### SELECTED EXCERPT
**********

The 376th Bomb Group was the first. The lead plane, piloted by Brian Flavell, had the group’s best navigator, Capt Anderson. Well before they got even close to the target, she suddenly spun out of formation and crashed.
The plane carrying the Group commander, Col Keith K. Compton, and the mission commander General Uzal G. Ent, which had been in the second wave of the first group, moved up to take its place. That plane had a much less experienced navigator, so Compton was doing his own navigating as well as flying. Compton is said to have made the wrong turn over the objections of his very junior navigator.
We may never know exactly what went wrong, unless and until we meet those chaps in heaven, by which time we probably won’t care. But the navigation mistake which torpedoed their mission serves as a lesson in crew resource management.
I recently returned from a Rhine River cruise. We stopped in Cologne and looked at its magnificent cathedral. In 1945 almost all of Cologne had been destroyed, except for (most of) that cathedral.
Allied bomber crews did their best to spare it, not only because it was a priceless cultural monument to God that had taken 600 years to build and was nearly a millennia old, but also because its two huge spires were a very unique landmark that could be seen for miles and left zero doubt where they were. Having that magnificent cathedral there as a waypoint helped the navigators keep them on course to their next bomb delivery, way before GPS.

**********

### SUPPLIED MATERIAL
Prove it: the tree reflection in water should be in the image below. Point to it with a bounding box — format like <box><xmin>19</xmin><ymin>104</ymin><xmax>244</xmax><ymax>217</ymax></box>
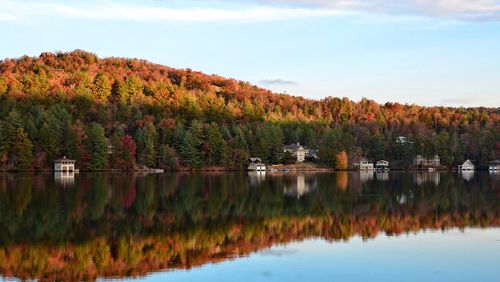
<box><xmin>0</xmin><ymin>172</ymin><xmax>500</xmax><ymax>280</ymax></box>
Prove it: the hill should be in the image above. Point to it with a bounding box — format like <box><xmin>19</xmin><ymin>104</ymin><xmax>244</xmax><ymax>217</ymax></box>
<box><xmin>0</xmin><ymin>50</ymin><xmax>500</xmax><ymax>170</ymax></box>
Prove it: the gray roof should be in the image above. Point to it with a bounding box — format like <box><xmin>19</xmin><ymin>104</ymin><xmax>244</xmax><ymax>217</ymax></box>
<box><xmin>283</xmin><ymin>143</ymin><xmax>301</xmax><ymax>151</ymax></box>
<box><xmin>54</xmin><ymin>156</ymin><xmax>76</xmax><ymax>163</ymax></box>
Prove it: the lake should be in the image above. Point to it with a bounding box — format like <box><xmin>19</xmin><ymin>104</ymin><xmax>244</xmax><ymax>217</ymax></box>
<box><xmin>0</xmin><ymin>172</ymin><xmax>500</xmax><ymax>281</ymax></box>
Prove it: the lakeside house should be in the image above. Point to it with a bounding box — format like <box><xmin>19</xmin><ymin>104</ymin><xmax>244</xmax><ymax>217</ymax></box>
<box><xmin>283</xmin><ymin>142</ymin><xmax>318</xmax><ymax>163</ymax></box>
<box><xmin>54</xmin><ymin>171</ymin><xmax>75</xmax><ymax>187</ymax></box>
<box><xmin>458</xmin><ymin>160</ymin><xmax>474</xmax><ymax>171</ymax></box>
<box><xmin>488</xmin><ymin>160</ymin><xmax>500</xmax><ymax>171</ymax></box>
<box><xmin>413</xmin><ymin>155</ymin><xmax>441</xmax><ymax>167</ymax></box>
<box><xmin>375</xmin><ymin>160</ymin><xmax>389</xmax><ymax>171</ymax></box>
<box><xmin>54</xmin><ymin>156</ymin><xmax>77</xmax><ymax>172</ymax></box>
<box><xmin>359</xmin><ymin>160</ymin><xmax>373</xmax><ymax>171</ymax></box>
<box><xmin>248</xmin><ymin>158</ymin><xmax>266</xmax><ymax>171</ymax></box>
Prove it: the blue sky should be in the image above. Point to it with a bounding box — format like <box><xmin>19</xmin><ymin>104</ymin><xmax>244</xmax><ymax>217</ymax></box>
<box><xmin>0</xmin><ymin>0</ymin><xmax>500</xmax><ymax>107</ymax></box>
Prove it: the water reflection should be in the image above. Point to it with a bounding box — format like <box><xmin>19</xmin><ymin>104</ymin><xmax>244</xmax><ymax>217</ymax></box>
<box><xmin>0</xmin><ymin>172</ymin><xmax>500</xmax><ymax>280</ymax></box>
<box><xmin>54</xmin><ymin>171</ymin><xmax>75</xmax><ymax>187</ymax></box>
<box><xmin>359</xmin><ymin>170</ymin><xmax>374</xmax><ymax>182</ymax></box>
<box><xmin>414</xmin><ymin>171</ymin><xmax>441</xmax><ymax>186</ymax></box>
<box><xmin>460</xmin><ymin>170</ymin><xmax>474</xmax><ymax>181</ymax></box>
<box><xmin>375</xmin><ymin>171</ymin><xmax>389</xmax><ymax>181</ymax></box>
<box><xmin>283</xmin><ymin>174</ymin><xmax>317</xmax><ymax>199</ymax></box>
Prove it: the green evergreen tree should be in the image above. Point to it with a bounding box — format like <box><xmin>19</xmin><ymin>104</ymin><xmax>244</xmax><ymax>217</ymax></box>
<box><xmin>86</xmin><ymin>122</ymin><xmax>108</xmax><ymax>170</ymax></box>
<box><xmin>11</xmin><ymin>128</ymin><xmax>33</xmax><ymax>170</ymax></box>
<box><xmin>94</xmin><ymin>73</ymin><xmax>111</xmax><ymax>102</ymax></box>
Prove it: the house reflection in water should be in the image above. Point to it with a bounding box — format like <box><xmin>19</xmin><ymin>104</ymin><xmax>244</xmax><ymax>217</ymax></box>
<box><xmin>375</xmin><ymin>171</ymin><xmax>389</xmax><ymax>181</ymax></box>
<box><xmin>283</xmin><ymin>175</ymin><xmax>317</xmax><ymax>199</ymax></box>
<box><xmin>54</xmin><ymin>171</ymin><xmax>75</xmax><ymax>187</ymax></box>
<box><xmin>336</xmin><ymin>171</ymin><xmax>349</xmax><ymax>190</ymax></box>
<box><xmin>460</xmin><ymin>170</ymin><xmax>474</xmax><ymax>181</ymax></box>
<box><xmin>414</xmin><ymin>171</ymin><xmax>441</xmax><ymax>186</ymax></box>
<box><xmin>248</xmin><ymin>171</ymin><xmax>266</xmax><ymax>186</ymax></box>
<box><xmin>359</xmin><ymin>170</ymin><xmax>374</xmax><ymax>182</ymax></box>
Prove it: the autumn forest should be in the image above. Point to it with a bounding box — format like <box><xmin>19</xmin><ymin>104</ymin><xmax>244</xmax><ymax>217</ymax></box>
<box><xmin>0</xmin><ymin>50</ymin><xmax>500</xmax><ymax>171</ymax></box>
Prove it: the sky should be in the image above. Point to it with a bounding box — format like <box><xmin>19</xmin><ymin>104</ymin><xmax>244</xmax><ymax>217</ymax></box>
<box><xmin>0</xmin><ymin>0</ymin><xmax>500</xmax><ymax>107</ymax></box>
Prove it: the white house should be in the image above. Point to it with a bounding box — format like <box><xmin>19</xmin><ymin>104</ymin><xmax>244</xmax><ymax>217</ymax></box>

**********

### YOUR GOAL
Write out the passage from the bomb-group navigation text that opens with the words containing "We may never" and closes with "crew resource management.". This material plays no role in the work.

### THE RESULT
We may never know exactly what went wrong, unless and until we meet those chaps in heaven, by which time we probably won’t care. But the navigation mistake which torpedoed their mission serves as a lesson in crew resource management.